### BACAAN
■ ■ ■

Indramayu-MCB
Di tengah teriknya matahari Pantura yang memanggang aspal dan sawah-sawah yang mulai mengering, sebuah harapan kolektif menyeruak dari bilik-bilik warung kopi hingga ke dermaga perahu nelayan di Indramayu. Harapan itu sederhana: agar program pemutihan denda Pajak Kendaraan Bermotor (PKB) tahun 2025 yang sedang berjalan bisa diperpanjang.
Uniknya, harapan ini tidak diteriakkan dalam demonstrasi, melainkan dititipkan melalui media sosial dan obrolan tulus kepada sosok yang mereka anggap sebagai “penyambung lidah rakyat”, Dedi Mulyadi.
Program pemutihan pajak yang digulirkan Pemerintah Provinsi Jawa Barat untuk tahun 2025 menjadi napas lega bagi banyak warga. Namun, bagi sebagian besar masyarakat Indramayu yang menggantungkan hidup pada ritme alam seperti petani dan nelayan, waktu seolah berjalan lebih cepat dari kemampuan mereka mengumpulkan rupiah.

■ ■ ■

### DATA YANG DIBERIKAN
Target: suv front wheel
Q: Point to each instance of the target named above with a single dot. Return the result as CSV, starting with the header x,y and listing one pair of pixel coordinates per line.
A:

■ ■ ■

### TUGAS
Dalam bacaan tentang pemutihan pajak di Indramayu, kepada siapa warga menitipkan harapan agar program itu diperpanjang? Pakai bacaan di atas saja sebagai sumber jawaban.

### HASIL
Kepada Dedi Mulyadi.